SUPPLIED TEXT:

A few weeks ago, the world famous physicist Stephen Hawking came one step closer to his dream of going into space: He took a flight in a "specially modified aircraft" that allowed him to experience weightlessness.
Hawking, who is almost completely paralyzed by Lou Gehrig's disease, said that the purpose of his flight was to "encourage public interest in space." Not out of the kind of "new frontier" optimism, but out of a despairing view of humanity.
For Hawking, the goal for space travel isn't to seek out new life or even to boldly go where no man has gone before — it's to ensure the survival of the human race.
After the flight, Hawking said that "life on Earth is at an ever-increasing risk of being wiped out by a disaster such as sudden global warming, nuclear war, a genetically engineered virus or other dangers." Thus, colonizing other worlds may be our only chance of surviving our own folly.
If this sounds like Hawking — who is Isaac Newton's successor at Cambridge University, the most prestigious chair — has been watching a bit too much of the Sci-Fi Channel, he's not alone in his bleak assessment. In a recent New York Times' op-ed, Robert Wright of the New America Foundation described what he called "an apocalyptic vibe in the zeitgeist."
Wright argued that it's "not hard to imagine how the technological sophistication that got us to the brink of global civilization could be our undoing." He cited "classic nuclear apocalypse," "eco-apocalypse," and "terrorism" as three possible factors that could lead to a "planetary death spiral."
These are hardly isolated examples. These days, if you want lectures on human depravity and the looming apocalypse, the best places aren't churches or Christian book stores — it's prestigious op-ed pages and science departments of universities.
It's clear that the anti-religion crowd is growing desperate, the result of all their angry rejection of the hope of the Gospel.
Oddly enough, there is something almost biblical in this kind of talk. Almost, that is. This recognition of the human capacity for folly and self-destruction is a welcome alternative to the naïve utopianism and belief in progress that dominated so much of twentieth-century thinking. But it's only part of the truth.
What's missing is the solution to what C.S. Lewis called our "bentness." After all, even if we do escape the bounds of Earth to colonize new planets, our fallen human nature will accompany us on the trip and the cycle of folly will start all over again.
That's why the real "logic of human destiny" (to borrow a phrase from Wright), is the Gospel. It not only describes the human condition correctly, it provides an answer to that condition — an answer that can be implemented on this world, not Rigel IV.
Instead of removing us from this planet, God came down to this fallen world. In living and dying as one of us, He transformed our humanity in a way that can break the power of sin and folly.
What needs modifying is us, not our spacecraft. The best antidote to the "apocalyptic vibe" Wright describes is hope — not in what man can accomplish on or off this planet, but in what God has done and continues to do, His kingdom, and the assurance that our human destiny is Heaven, not Mars.

PROVIDED DATA:
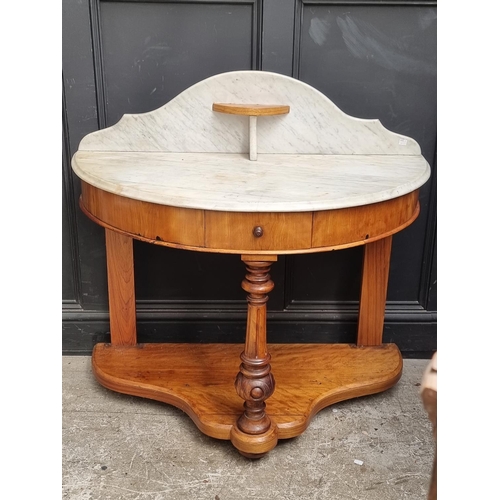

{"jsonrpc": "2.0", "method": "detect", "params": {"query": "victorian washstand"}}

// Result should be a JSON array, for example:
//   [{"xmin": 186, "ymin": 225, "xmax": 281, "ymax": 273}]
[{"xmin": 72, "ymin": 71, "xmax": 430, "ymax": 458}]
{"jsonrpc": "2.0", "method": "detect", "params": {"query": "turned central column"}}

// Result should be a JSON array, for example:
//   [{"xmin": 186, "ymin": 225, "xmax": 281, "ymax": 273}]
[{"xmin": 231, "ymin": 255, "xmax": 278, "ymax": 458}]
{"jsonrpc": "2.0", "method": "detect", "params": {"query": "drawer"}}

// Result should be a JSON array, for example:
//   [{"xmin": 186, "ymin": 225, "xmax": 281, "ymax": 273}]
[
  {"xmin": 205, "ymin": 211, "xmax": 312, "ymax": 253},
  {"xmin": 312, "ymin": 190, "xmax": 419, "ymax": 248}
]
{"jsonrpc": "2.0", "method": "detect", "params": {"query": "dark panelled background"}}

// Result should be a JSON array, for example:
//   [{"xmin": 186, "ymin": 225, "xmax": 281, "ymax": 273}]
[{"xmin": 62, "ymin": 0, "xmax": 437, "ymax": 357}]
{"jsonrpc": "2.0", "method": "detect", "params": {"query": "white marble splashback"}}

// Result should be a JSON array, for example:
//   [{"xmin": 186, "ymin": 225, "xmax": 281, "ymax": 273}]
[
  {"xmin": 72, "ymin": 151, "xmax": 430, "ymax": 212},
  {"xmin": 79, "ymin": 71, "xmax": 420, "ymax": 155}
]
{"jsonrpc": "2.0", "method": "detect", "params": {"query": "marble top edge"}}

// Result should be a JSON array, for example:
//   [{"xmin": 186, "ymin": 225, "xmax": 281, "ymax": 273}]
[{"xmin": 72, "ymin": 155, "xmax": 430, "ymax": 212}]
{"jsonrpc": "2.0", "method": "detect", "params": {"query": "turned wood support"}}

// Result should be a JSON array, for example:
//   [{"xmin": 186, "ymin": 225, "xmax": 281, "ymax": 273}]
[{"xmin": 231, "ymin": 255, "xmax": 278, "ymax": 458}]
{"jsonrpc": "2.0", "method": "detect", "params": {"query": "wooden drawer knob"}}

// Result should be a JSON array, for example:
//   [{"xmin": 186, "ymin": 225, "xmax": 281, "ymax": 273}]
[{"xmin": 252, "ymin": 226, "xmax": 264, "ymax": 238}]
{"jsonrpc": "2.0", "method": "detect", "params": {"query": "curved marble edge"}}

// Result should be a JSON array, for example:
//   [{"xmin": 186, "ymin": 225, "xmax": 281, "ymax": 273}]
[
  {"xmin": 79, "ymin": 71, "xmax": 421, "ymax": 155},
  {"xmin": 72, "ymin": 151, "xmax": 430, "ymax": 212}
]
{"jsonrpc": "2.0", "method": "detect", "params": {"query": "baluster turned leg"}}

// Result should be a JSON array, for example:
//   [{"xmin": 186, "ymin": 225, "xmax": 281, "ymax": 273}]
[{"xmin": 231, "ymin": 255, "xmax": 278, "ymax": 458}]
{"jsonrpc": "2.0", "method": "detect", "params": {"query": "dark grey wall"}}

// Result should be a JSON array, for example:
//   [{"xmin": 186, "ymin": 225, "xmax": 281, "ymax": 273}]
[{"xmin": 62, "ymin": 0, "xmax": 437, "ymax": 357}]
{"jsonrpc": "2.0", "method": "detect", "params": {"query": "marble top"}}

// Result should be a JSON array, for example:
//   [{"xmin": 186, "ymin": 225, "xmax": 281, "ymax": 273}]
[{"xmin": 72, "ymin": 71, "xmax": 430, "ymax": 212}]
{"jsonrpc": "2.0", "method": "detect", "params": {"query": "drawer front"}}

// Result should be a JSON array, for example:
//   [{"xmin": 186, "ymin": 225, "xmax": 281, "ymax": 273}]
[{"xmin": 205, "ymin": 211, "xmax": 312, "ymax": 253}]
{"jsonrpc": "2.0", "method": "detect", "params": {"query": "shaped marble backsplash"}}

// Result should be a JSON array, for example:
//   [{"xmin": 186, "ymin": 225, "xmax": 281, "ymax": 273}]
[{"xmin": 79, "ymin": 71, "xmax": 420, "ymax": 155}]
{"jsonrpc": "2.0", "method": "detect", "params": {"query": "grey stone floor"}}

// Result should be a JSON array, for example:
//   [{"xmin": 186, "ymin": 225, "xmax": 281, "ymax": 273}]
[{"xmin": 62, "ymin": 356, "xmax": 434, "ymax": 500}]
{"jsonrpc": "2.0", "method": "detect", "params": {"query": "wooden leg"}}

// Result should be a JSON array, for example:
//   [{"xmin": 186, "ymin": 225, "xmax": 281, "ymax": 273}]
[
  {"xmin": 106, "ymin": 229, "xmax": 137, "ymax": 345},
  {"xmin": 357, "ymin": 236, "xmax": 392, "ymax": 346},
  {"xmin": 231, "ymin": 255, "xmax": 278, "ymax": 458}
]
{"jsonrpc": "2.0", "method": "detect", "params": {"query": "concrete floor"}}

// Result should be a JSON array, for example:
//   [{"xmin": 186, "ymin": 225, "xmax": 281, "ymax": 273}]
[{"xmin": 62, "ymin": 356, "xmax": 434, "ymax": 500}]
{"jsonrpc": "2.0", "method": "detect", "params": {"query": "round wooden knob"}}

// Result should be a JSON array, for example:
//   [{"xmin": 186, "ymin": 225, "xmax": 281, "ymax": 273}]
[{"xmin": 253, "ymin": 226, "xmax": 264, "ymax": 238}]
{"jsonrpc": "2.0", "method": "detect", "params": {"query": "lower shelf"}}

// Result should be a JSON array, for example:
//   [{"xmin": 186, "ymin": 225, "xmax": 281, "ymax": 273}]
[{"xmin": 92, "ymin": 344, "xmax": 403, "ymax": 439}]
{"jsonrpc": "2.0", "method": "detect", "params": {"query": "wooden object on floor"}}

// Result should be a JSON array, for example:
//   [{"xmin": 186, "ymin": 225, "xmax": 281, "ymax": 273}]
[
  {"xmin": 72, "ymin": 71, "xmax": 430, "ymax": 458},
  {"xmin": 420, "ymin": 352, "xmax": 437, "ymax": 500}
]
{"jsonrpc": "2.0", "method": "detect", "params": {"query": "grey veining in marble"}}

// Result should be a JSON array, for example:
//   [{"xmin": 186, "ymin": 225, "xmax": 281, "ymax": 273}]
[
  {"xmin": 72, "ymin": 71, "xmax": 430, "ymax": 212},
  {"xmin": 80, "ymin": 71, "xmax": 420, "ymax": 155},
  {"xmin": 73, "ymin": 151, "xmax": 429, "ymax": 212}
]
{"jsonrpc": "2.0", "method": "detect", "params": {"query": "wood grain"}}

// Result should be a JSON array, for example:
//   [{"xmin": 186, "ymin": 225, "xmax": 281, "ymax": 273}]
[
  {"xmin": 92, "ymin": 344, "xmax": 403, "ymax": 440},
  {"xmin": 212, "ymin": 102, "xmax": 290, "ymax": 116},
  {"xmin": 312, "ymin": 190, "xmax": 419, "ymax": 247},
  {"xmin": 357, "ymin": 236, "xmax": 392, "ymax": 346},
  {"xmin": 81, "ymin": 182, "xmax": 204, "ymax": 246},
  {"xmin": 106, "ymin": 229, "xmax": 137, "ymax": 345}
]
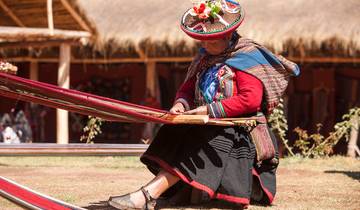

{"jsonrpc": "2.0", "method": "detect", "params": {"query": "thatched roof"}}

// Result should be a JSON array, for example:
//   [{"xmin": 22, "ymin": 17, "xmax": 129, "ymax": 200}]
[
  {"xmin": 0, "ymin": 0, "xmax": 96, "ymax": 33},
  {"xmin": 76, "ymin": 0, "xmax": 360, "ymax": 56}
]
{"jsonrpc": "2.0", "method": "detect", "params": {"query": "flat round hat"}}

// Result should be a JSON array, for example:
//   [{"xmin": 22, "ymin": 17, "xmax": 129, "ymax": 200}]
[{"xmin": 181, "ymin": 0, "xmax": 244, "ymax": 40}]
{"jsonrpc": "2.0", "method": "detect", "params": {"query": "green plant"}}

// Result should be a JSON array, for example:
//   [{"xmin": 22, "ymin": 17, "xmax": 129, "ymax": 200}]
[
  {"xmin": 80, "ymin": 116, "xmax": 104, "ymax": 144},
  {"xmin": 294, "ymin": 107, "xmax": 360, "ymax": 157}
]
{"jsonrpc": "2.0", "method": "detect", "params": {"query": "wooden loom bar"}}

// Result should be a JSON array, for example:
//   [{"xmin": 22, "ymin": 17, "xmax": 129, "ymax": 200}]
[
  {"xmin": 0, "ymin": 56, "xmax": 360, "ymax": 64},
  {"xmin": 0, "ymin": 0, "xmax": 25, "ymax": 27}
]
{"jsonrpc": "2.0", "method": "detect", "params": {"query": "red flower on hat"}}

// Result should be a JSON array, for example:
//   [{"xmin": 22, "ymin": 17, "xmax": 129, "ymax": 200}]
[{"xmin": 190, "ymin": 3, "xmax": 210, "ymax": 19}]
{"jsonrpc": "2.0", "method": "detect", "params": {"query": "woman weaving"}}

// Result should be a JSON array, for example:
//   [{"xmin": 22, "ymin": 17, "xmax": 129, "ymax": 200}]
[{"xmin": 109, "ymin": 0, "xmax": 299, "ymax": 209}]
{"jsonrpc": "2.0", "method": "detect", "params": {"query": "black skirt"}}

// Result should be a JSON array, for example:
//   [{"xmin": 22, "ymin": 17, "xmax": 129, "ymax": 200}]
[{"xmin": 141, "ymin": 125, "xmax": 277, "ymax": 205}]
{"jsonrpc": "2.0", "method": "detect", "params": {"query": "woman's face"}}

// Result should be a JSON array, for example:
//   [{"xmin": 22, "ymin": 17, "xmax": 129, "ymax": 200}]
[{"xmin": 201, "ymin": 38, "xmax": 230, "ymax": 55}]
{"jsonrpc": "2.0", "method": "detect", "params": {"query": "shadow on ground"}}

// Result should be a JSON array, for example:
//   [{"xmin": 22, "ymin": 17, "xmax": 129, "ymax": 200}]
[
  {"xmin": 325, "ymin": 170, "xmax": 360, "ymax": 182},
  {"xmin": 82, "ymin": 201, "xmax": 241, "ymax": 210}
]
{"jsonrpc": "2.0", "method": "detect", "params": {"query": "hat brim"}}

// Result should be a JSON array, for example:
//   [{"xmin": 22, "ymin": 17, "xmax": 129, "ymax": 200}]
[{"xmin": 180, "ymin": 8, "xmax": 245, "ymax": 40}]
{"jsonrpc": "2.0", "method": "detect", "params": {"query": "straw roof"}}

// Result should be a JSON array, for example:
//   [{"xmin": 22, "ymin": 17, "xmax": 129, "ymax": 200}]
[
  {"xmin": 76, "ymin": 0, "xmax": 360, "ymax": 56},
  {"xmin": 0, "ymin": 0, "xmax": 95, "ymax": 33}
]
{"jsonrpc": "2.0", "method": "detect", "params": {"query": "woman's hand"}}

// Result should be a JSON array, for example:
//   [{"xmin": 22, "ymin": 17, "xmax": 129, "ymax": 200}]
[
  {"xmin": 170, "ymin": 102, "xmax": 185, "ymax": 114},
  {"xmin": 184, "ymin": 106, "xmax": 208, "ymax": 115}
]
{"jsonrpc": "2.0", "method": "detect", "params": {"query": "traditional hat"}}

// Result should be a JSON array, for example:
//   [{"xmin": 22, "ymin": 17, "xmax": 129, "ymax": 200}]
[{"xmin": 181, "ymin": 0, "xmax": 244, "ymax": 40}]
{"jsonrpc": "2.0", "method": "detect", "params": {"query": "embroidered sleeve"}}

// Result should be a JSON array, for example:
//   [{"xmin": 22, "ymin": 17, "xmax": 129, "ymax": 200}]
[
  {"xmin": 174, "ymin": 76, "xmax": 196, "ymax": 110},
  {"xmin": 208, "ymin": 71, "xmax": 263, "ymax": 118}
]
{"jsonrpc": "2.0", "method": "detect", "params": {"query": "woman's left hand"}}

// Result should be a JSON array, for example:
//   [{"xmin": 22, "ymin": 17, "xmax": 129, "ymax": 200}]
[{"xmin": 184, "ymin": 106, "xmax": 208, "ymax": 115}]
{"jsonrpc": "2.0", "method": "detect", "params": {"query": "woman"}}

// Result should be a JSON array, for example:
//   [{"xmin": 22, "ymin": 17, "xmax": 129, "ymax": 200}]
[{"xmin": 109, "ymin": 0, "xmax": 299, "ymax": 209}]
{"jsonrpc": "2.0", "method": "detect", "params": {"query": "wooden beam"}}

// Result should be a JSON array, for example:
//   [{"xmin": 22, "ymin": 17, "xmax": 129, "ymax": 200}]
[
  {"xmin": 0, "ymin": 0, "xmax": 25, "ymax": 27},
  {"xmin": 56, "ymin": 44, "xmax": 71, "ymax": 144},
  {"xmin": 0, "ymin": 40, "xmax": 80, "ymax": 49},
  {"xmin": 4, "ymin": 57, "xmax": 360, "ymax": 64},
  {"xmin": 60, "ymin": 0, "xmax": 93, "ymax": 32},
  {"xmin": 46, "ymin": 0, "xmax": 54, "ymax": 35},
  {"xmin": 0, "ymin": 26, "xmax": 91, "ymax": 42}
]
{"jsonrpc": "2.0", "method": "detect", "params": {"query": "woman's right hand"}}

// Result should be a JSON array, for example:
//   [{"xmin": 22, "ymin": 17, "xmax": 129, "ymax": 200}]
[{"xmin": 170, "ymin": 102, "xmax": 185, "ymax": 114}]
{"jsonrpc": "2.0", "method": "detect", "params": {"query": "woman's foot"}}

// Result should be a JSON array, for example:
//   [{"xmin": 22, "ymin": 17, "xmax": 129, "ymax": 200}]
[{"xmin": 108, "ymin": 188, "xmax": 156, "ymax": 210}]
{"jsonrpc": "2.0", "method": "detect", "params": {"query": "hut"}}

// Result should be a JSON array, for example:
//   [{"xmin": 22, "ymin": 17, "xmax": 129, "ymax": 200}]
[{"xmin": 0, "ymin": 0, "xmax": 360, "ymax": 146}]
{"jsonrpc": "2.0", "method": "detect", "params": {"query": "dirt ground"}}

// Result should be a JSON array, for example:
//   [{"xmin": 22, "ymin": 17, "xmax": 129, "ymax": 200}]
[{"xmin": 0, "ymin": 157, "xmax": 360, "ymax": 210}]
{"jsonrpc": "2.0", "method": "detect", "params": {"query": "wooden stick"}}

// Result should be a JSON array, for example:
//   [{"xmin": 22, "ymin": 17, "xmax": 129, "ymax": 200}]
[
  {"xmin": 0, "ymin": 0, "xmax": 25, "ymax": 27},
  {"xmin": 46, "ymin": 0, "xmax": 54, "ymax": 35},
  {"xmin": 60, "ymin": 0, "xmax": 93, "ymax": 32}
]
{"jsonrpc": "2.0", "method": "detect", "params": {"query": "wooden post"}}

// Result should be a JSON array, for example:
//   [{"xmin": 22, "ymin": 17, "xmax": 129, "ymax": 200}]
[
  {"xmin": 146, "ymin": 61, "xmax": 157, "ymax": 97},
  {"xmin": 47, "ymin": 0, "xmax": 54, "ymax": 34},
  {"xmin": 56, "ymin": 44, "xmax": 71, "ymax": 144},
  {"xmin": 30, "ymin": 61, "xmax": 39, "ymax": 108},
  {"xmin": 30, "ymin": 61, "xmax": 39, "ymax": 81},
  {"xmin": 347, "ymin": 117, "xmax": 360, "ymax": 158}
]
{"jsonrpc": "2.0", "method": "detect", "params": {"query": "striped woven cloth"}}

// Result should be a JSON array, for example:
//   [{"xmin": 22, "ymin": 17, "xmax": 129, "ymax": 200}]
[{"xmin": 186, "ymin": 33, "xmax": 300, "ymax": 113}]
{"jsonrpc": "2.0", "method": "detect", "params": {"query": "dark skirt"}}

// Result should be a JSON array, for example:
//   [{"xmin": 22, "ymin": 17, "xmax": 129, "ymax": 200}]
[{"xmin": 141, "ymin": 125, "xmax": 277, "ymax": 205}]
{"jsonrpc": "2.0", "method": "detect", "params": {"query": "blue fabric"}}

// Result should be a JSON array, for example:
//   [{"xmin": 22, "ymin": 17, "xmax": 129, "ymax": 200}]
[
  {"xmin": 225, "ymin": 48, "xmax": 300, "ymax": 76},
  {"xmin": 199, "ymin": 65, "xmax": 222, "ymax": 104}
]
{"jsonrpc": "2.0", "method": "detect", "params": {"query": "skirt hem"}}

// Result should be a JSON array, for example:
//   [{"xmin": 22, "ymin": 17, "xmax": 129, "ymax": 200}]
[{"xmin": 142, "ymin": 154, "xmax": 250, "ymax": 206}]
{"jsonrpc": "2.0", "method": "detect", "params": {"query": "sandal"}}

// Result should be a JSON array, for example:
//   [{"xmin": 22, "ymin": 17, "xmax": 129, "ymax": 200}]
[{"xmin": 108, "ymin": 187, "xmax": 156, "ymax": 210}]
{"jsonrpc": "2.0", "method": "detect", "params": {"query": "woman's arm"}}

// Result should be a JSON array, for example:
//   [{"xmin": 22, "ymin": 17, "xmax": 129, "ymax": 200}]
[{"xmin": 170, "ymin": 76, "xmax": 196, "ymax": 111}]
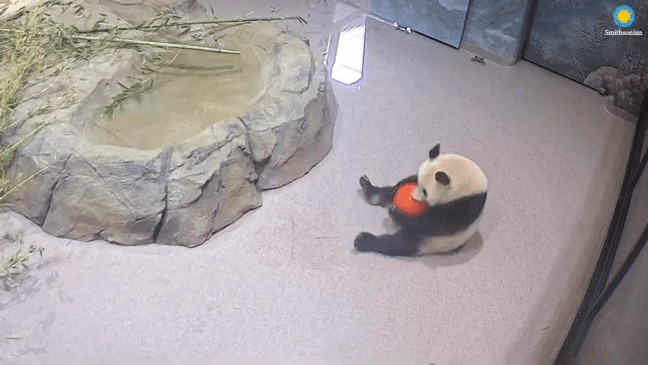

DIRECTIONS:
Answer these questions from the essay on Stephen Hawking's flight:
1. What disease has left Hawking almost completely paralyzed?
2. What organization is Robert Wright with?
3. Who called our human flaw our "bentness"?
You won't need the rows.

EXERCISE RESULT:
1. Lou Gehrig's disease
2. The New America Foundation
3. C.S. Lewis